- _AIM OF THE EXERCISE_: Filter the listing below down to the lines that contain the word "blurred", and copy each of those lines. The match is case-sensitive.
┄┄┄┄┄┄┄┄┄┄┄┄┄┄┄┄┄┄┄┄
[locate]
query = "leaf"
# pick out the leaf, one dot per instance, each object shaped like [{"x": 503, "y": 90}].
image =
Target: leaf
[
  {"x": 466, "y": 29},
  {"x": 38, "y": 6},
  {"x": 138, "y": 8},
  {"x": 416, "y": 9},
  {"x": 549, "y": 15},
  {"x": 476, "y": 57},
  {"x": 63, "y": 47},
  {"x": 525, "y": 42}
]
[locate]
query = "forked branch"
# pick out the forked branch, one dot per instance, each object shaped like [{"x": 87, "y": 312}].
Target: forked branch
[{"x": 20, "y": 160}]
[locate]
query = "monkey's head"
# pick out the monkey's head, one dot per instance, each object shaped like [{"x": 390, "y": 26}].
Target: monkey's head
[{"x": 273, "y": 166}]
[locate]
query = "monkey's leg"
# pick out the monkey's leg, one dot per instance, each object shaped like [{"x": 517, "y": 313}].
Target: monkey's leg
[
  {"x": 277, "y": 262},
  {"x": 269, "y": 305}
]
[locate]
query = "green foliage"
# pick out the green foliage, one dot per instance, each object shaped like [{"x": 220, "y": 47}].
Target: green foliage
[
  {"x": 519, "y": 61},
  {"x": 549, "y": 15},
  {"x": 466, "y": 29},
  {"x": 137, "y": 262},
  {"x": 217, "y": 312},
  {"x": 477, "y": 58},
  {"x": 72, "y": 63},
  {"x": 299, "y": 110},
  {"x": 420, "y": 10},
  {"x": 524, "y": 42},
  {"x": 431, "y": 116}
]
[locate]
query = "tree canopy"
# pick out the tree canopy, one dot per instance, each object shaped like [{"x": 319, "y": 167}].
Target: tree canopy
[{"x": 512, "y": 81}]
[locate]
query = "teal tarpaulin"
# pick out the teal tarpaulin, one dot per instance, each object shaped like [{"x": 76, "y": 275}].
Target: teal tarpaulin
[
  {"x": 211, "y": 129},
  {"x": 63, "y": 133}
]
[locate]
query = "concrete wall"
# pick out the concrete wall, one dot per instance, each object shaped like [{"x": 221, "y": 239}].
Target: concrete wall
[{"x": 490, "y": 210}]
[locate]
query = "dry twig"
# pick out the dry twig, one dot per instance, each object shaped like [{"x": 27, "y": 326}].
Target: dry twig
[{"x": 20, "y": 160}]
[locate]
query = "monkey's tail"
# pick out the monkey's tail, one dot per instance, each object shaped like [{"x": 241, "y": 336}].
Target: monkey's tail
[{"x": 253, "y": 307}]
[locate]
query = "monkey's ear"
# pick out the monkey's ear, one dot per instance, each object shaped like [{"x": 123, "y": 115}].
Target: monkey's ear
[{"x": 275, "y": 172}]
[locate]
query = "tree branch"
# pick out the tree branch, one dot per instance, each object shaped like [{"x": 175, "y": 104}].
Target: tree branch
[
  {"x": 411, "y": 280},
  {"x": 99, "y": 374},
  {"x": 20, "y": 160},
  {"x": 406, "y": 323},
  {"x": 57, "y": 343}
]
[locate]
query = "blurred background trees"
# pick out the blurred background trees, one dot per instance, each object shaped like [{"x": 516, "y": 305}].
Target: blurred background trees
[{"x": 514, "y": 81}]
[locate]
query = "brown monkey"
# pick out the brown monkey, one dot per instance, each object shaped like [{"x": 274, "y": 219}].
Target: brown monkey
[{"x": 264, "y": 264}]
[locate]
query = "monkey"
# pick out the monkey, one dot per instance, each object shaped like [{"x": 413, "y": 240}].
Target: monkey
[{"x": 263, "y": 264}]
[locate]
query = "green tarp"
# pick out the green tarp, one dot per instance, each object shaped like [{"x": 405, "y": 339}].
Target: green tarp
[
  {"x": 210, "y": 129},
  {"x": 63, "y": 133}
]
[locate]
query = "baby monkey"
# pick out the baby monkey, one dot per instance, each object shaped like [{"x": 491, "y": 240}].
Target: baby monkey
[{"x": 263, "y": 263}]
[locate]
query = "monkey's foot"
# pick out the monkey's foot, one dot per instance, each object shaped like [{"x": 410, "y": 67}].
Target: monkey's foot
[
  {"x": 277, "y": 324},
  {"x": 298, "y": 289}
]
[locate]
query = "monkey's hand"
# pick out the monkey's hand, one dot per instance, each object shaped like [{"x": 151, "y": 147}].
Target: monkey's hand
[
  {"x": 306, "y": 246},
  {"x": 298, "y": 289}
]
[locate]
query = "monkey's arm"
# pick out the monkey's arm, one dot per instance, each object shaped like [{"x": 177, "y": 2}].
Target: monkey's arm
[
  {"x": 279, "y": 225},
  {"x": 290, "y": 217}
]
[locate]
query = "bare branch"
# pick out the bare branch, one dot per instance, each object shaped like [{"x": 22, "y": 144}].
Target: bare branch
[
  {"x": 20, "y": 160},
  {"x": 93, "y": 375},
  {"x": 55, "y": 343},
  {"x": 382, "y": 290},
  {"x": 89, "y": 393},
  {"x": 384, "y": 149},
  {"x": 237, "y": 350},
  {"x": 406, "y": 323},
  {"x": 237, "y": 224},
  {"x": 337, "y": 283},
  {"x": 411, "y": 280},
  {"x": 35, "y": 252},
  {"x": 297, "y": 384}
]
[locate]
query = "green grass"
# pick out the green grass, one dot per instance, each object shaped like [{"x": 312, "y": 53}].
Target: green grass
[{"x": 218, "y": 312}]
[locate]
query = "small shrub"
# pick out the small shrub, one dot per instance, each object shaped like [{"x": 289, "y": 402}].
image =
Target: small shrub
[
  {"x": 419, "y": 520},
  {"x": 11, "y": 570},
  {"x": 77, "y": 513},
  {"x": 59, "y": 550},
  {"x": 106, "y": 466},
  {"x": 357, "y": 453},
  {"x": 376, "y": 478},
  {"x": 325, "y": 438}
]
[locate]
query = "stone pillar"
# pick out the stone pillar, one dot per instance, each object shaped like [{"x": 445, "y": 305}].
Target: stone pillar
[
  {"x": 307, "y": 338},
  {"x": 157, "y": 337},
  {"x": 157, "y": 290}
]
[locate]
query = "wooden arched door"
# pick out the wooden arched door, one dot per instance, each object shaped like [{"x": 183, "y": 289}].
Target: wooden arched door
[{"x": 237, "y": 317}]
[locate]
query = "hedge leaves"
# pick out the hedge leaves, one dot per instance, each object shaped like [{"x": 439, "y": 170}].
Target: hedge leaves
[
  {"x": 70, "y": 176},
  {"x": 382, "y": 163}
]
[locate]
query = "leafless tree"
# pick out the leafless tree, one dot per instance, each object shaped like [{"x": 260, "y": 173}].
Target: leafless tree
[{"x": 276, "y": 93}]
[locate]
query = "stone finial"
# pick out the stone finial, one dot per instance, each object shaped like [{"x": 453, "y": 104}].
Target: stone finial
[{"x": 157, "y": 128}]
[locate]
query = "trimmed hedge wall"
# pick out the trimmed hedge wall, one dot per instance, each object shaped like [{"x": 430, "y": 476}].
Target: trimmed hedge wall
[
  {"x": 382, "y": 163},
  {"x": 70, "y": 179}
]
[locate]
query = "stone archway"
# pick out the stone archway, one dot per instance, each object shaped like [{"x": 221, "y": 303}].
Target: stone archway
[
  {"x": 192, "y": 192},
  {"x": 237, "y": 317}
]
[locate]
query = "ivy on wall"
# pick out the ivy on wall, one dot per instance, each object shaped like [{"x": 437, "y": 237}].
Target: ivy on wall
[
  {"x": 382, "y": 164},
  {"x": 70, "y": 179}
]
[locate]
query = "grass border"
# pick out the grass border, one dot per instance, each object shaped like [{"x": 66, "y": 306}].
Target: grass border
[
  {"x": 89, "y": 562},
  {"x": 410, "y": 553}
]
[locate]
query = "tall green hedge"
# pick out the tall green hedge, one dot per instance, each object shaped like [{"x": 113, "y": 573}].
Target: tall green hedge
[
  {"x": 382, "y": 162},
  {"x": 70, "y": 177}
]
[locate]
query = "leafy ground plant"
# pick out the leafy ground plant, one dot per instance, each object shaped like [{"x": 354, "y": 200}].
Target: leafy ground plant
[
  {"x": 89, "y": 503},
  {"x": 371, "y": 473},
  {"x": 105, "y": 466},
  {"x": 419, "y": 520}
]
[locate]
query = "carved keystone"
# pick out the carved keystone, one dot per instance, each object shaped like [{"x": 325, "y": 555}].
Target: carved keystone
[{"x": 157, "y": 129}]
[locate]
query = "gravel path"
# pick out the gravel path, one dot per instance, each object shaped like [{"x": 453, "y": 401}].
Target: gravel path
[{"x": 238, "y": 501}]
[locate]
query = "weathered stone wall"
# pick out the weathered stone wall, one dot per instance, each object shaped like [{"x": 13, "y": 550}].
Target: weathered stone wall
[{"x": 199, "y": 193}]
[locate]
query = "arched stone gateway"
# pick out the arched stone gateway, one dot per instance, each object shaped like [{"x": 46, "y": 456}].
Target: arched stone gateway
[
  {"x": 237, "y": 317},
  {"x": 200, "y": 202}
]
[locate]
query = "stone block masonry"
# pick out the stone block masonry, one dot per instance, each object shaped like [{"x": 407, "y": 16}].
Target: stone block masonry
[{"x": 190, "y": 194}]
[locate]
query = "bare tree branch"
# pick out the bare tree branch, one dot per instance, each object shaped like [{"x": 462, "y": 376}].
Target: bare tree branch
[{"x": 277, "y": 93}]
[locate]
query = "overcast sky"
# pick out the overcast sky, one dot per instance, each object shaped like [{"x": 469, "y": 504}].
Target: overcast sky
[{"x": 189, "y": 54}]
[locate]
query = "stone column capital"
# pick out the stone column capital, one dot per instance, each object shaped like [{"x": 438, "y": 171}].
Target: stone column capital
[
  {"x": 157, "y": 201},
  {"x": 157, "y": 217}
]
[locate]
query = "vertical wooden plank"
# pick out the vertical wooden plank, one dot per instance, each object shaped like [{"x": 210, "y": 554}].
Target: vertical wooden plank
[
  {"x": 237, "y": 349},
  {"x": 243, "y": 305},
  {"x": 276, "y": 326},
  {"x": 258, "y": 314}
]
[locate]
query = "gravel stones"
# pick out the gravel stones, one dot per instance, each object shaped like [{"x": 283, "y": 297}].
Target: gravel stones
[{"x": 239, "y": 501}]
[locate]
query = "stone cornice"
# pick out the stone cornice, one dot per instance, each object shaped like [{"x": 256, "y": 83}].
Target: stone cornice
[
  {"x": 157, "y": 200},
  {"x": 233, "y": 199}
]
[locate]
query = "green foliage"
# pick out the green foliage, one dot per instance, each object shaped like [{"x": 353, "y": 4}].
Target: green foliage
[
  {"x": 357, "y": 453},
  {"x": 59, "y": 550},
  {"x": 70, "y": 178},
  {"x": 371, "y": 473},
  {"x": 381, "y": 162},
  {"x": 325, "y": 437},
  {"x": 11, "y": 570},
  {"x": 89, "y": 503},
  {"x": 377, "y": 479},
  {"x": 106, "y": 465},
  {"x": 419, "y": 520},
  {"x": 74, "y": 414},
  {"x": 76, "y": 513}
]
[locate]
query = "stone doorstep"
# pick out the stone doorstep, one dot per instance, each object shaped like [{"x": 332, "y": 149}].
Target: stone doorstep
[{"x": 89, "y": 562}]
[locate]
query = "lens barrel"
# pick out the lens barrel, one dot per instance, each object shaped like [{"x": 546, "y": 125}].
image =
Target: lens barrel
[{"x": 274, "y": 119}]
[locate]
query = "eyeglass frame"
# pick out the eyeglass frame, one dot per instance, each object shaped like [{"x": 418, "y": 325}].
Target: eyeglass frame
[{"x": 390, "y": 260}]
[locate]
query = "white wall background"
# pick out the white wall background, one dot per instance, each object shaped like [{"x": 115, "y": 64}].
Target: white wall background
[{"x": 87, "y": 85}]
┄┄┄┄┄┄┄┄┄┄┄┄┄┄┄┄┄┄┄┄
- _RESULT OF THE EXERCISE_:
query = "blurred background trees"
# pick out the blurred background trees, one dot per instance, each object shaped like [{"x": 516, "y": 305}].
Target: blurred background trees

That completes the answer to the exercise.